** start Dataset excerpts **
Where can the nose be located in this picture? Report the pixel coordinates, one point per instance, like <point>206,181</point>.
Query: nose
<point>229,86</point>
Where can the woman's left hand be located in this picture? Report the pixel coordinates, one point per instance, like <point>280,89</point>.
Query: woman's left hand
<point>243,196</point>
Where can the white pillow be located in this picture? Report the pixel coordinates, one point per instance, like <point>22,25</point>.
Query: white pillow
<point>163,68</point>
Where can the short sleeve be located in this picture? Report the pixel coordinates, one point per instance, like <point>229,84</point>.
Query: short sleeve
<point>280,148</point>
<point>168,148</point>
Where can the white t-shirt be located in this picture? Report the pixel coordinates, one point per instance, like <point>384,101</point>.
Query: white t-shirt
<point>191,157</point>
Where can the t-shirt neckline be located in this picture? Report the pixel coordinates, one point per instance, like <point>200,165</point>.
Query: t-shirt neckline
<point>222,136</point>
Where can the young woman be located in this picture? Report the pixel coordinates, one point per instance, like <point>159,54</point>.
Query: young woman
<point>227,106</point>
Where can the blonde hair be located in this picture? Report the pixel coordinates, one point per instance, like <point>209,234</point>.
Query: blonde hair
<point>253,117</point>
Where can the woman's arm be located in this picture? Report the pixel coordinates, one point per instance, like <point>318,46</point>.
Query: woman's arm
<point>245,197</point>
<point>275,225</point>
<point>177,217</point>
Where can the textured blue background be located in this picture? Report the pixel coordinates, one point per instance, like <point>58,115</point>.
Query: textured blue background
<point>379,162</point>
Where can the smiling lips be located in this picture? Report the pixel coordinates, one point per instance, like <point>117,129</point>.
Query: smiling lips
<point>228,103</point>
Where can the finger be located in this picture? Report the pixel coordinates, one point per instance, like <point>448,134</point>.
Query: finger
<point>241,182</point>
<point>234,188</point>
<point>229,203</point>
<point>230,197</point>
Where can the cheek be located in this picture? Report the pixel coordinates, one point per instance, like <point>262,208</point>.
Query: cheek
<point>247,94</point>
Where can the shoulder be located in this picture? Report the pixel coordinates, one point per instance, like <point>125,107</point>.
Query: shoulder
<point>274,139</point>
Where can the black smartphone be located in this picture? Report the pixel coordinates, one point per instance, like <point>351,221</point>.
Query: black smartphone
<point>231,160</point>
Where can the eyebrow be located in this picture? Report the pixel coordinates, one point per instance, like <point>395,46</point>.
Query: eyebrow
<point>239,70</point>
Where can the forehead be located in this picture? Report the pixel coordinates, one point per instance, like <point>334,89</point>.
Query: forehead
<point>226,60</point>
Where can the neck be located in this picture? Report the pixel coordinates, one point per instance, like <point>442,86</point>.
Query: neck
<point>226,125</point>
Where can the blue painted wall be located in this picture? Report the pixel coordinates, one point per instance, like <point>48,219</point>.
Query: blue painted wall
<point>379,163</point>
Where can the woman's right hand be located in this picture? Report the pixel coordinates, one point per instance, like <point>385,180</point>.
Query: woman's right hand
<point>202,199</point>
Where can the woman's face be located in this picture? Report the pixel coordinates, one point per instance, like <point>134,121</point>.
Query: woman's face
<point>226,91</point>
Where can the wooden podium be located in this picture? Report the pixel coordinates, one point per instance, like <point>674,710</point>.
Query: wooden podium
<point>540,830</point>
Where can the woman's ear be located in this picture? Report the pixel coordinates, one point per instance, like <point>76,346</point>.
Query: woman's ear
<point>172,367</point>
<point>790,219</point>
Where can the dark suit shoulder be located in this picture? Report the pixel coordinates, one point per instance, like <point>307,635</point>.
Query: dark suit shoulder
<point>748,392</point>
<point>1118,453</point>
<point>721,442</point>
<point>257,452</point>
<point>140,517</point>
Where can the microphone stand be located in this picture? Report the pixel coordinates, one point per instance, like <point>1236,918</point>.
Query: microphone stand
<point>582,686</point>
** end Dataset excerpts **
■ Exercise details: Rewrite the stretch of the listing above from the line containing "Where can the t-shirt" through the line containing "<point>228,103</point>", including the requests, and increase every coordinate in the answer points by 147. Leave the requests and their sample coordinates unchanged.

■ Result below:
Where can the t-shirt neckline be located in this picture? Report the pixel coordinates, one point per instance, like <point>200,165</point>.
Query: t-shirt neckline
<point>369,283</point>
Where can the young woman be located in this picture? Report the pixel coordinates, one point per instance, like <point>159,54</point>.
Query: young woman
<point>374,253</point>
Where can the blonde hair be located in this picture? Report the pixel coordinates, one point per instance, like <point>209,234</point>.
Query: blonde hair
<point>400,264</point>
Where can the woman's arm be located in this picture? Report the pixel coordinates, one point per instance, like <point>318,46</point>.
Query: woman's arm
<point>392,344</point>
<point>422,372</point>
<point>324,364</point>
Where can the textured blue background be located in this picture? Report the pixel coordinates, one point per instance, like <point>58,115</point>.
Query: textured blue background
<point>526,309</point>
Where can the smiling lips be located in this picture? Report the pixel coordinates, one point per instance, like <point>117,129</point>.
Query: smiling lips
<point>375,250</point>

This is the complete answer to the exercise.